> _AVAILABLE DATA_
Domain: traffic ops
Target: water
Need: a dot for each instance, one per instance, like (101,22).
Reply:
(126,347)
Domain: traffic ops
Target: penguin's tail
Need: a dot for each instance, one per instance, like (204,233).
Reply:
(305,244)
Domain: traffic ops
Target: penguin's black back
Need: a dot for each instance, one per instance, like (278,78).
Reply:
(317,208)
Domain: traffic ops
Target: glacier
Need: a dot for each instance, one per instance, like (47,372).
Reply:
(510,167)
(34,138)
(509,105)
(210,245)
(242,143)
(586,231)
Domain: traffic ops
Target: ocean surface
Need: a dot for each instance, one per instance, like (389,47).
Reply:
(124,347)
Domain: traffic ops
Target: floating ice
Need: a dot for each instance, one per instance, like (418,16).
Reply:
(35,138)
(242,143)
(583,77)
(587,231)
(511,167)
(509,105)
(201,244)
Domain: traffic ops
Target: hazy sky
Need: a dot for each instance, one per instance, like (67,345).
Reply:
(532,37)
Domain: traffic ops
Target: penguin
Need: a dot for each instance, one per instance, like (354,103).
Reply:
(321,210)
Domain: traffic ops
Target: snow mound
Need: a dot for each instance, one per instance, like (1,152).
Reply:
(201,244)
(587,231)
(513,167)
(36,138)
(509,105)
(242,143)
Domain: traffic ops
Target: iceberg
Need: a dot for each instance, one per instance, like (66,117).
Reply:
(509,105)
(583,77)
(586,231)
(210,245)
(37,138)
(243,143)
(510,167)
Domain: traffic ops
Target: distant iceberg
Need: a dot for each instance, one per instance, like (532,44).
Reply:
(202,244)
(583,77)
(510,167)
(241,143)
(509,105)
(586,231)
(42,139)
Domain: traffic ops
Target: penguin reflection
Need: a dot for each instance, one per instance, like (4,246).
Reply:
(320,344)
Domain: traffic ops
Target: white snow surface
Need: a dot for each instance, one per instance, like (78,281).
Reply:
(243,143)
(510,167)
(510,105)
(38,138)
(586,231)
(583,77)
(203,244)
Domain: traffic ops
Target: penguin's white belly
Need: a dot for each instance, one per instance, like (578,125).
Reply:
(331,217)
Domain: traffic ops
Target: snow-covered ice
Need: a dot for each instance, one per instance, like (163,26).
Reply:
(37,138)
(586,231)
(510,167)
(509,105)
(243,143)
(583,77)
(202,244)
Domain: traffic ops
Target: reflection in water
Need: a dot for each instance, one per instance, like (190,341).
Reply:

> _INSTRUCTION_
Each line above must be printed exactly as it appears.

> _CORRECT RESPONSE_
Domain: traffic ops
Target: water
Need: a dot for each instance, one per instance, like (101,22).
Reply:
(126,347)
Domain: traffic ops
Target: penguin's tail
Need: a dot for each instance, one per instance, like (204,233).
Reply:
(305,244)
Domain: traffic ops
Target: penguin's black back
Need: a dot for each instance, one per instance, like (278,78).
Reply:
(317,208)
Domain: traffic ops
Target: glacier
Need: a dot for each instance, one per instance, like (47,372).
Reply:
(510,167)
(34,138)
(509,105)
(210,245)
(242,143)
(586,231)
Domain: traffic ops
Target: ocean surface
Need: a dot for each instance, one per instance, like (389,47).
Reply:
(124,347)
Domain: traffic ops
Target: floating ice
Need: a dot for each instance, one per instance, like (418,16).
Reply:
(35,138)
(242,143)
(583,77)
(587,231)
(511,167)
(509,105)
(201,244)
Domain: traffic ops
Target: hazy sky
Need: a dot for each instance, one per instance, like (67,345).
Reply:
(532,37)
Domain: traffic ops
Target: penguin
Need: a dot for each instance, one per instance, like (354,103).
Reply:
(321,210)
Domain: traffic ops
Target: snow mound
Need: a dot for each instance, one per instance, like (1,152).
Reply:
(201,244)
(587,231)
(513,167)
(36,138)
(509,105)
(242,143)
Domain: traffic ops
Target: iceberg
Need: a dot for each instance, one per instance, like (66,117).
Reply:
(509,105)
(583,77)
(586,231)
(210,245)
(37,138)
(243,143)
(510,167)
Domain: traffic ops
Target: distant iceberg
Need: a dot for each instance, one per instance, like (532,44).
Reply:
(202,244)
(583,77)
(510,167)
(241,143)
(509,105)
(586,231)
(42,139)
Domain: traffic ops
Target: penguin reflection
Need: a dot for each instance, one per instance, like (4,246).
Reply:
(320,344)
Domain: traffic ops
Target: white snow surface
Need: a dot for each instance, one per instance, like (78,281).
Reply:
(243,143)
(510,167)
(510,105)
(38,138)
(586,231)
(583,77)
(203,244)
Domain: traffic ops
Target: penguin's white belly
Need: a dot for each instance, one per instance, like (578,125).
Reply:
(331,217)
Domain: traffic ops
Target: snow-covered ice
Need: a dot for each instance, one per instance, like (163,26).
Reply:
(37,138)
(586,231)
(510,167)
(509,105)
(243,143)
(583,77)
(202,244)
Domain: traffic ops
Target: reflection in water
Need: a dot for each instance, one per instance, like (190,341).
Reply:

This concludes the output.